■ **Direction**:
Return the whole listing, line for line, without the pictures in it.

■ **Given records**:
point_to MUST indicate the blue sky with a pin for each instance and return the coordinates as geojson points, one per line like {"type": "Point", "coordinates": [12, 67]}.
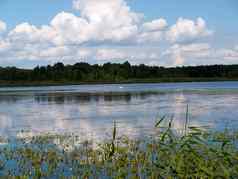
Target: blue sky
{"type": "Point", "coordinates": [220, 17]}
{"type": "Point", "coordinates": [221, 14]}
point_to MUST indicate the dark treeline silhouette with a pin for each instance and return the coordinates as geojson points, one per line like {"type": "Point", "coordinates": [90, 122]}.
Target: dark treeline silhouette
{"type": "Point", "coordinates": [111, 72]}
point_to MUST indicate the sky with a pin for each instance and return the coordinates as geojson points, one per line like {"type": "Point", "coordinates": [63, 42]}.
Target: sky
{"type": "Point", "coordinates": [155, 32]}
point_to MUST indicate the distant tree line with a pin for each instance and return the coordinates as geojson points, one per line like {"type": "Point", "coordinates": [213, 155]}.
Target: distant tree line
{"type": "Point", "coordinates": [113, 72]}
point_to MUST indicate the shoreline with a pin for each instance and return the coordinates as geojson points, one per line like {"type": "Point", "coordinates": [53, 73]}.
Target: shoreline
{"type": "Point", "coordinates": [131, 81]}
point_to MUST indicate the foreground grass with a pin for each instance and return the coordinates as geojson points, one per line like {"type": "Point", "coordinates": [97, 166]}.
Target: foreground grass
{"type": "Point", "coordinates": [193, 154]}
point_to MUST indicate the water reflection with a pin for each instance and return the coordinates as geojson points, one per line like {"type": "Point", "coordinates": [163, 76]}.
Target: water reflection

■ **Solved exercise**:
point_to MUST indicate the blue sky with a pin for each instance and return the coordinates as geojson points, one per line like {"type": "Point", "coordinates": [12, 67]}.
Target: blue sky
{"type": "Point", "coordinates": [220, 17]}
{"type": "Point", "coordinates": [221, 14]}
point_to MUST indicate the dark treeline silhouette with a pin for each instance and return the coordinates as geojson points, one per line like {"type": "Point", "coordinates": [90, 122]}.
Target: dark treeline silhouette
{"type": "Point", "coordinates": [111, 72]}
point_to MUST indicate the sky with a pin for each instance and return the coordinates as geojson points, one per line like {"type": "Point", "coordinates": [63, 42]}.
Target: sky
{"type": "Point", "coordinates": [155, 32]}
point_to MUST indicate the distant tree line with a pin for each instance and return the coordinates as geojson points, one per line like {"type": "Point", "coordinates": [213, 155]}.
Target: distant tree line
{"type": "Point", "coordinates": [113, 72]}
point_to MUST indicate the shoreline with a pin for each instance and return the coordinates as geojson points, one per line like {"type": "Point", "coordinates": [53, 73]}.
Target: shoreline
{"type": "Point", "coordinates": [131, 81]}
point_to MUST indicate the foreground grass with a pin for each instance and return the coordinates as geojson points, one per line like {"type": "Point", "coordinates": [97, 166]}.
Target: foreground grass
{"type": "Point", "coordinates": [193, 154]}
point_to MUST indicate the water reflection with a pin for each instance and return the coordinates as geojson points, one per line like {"type": "Point", "coordinates": [163, 76]}.
Target: water reflection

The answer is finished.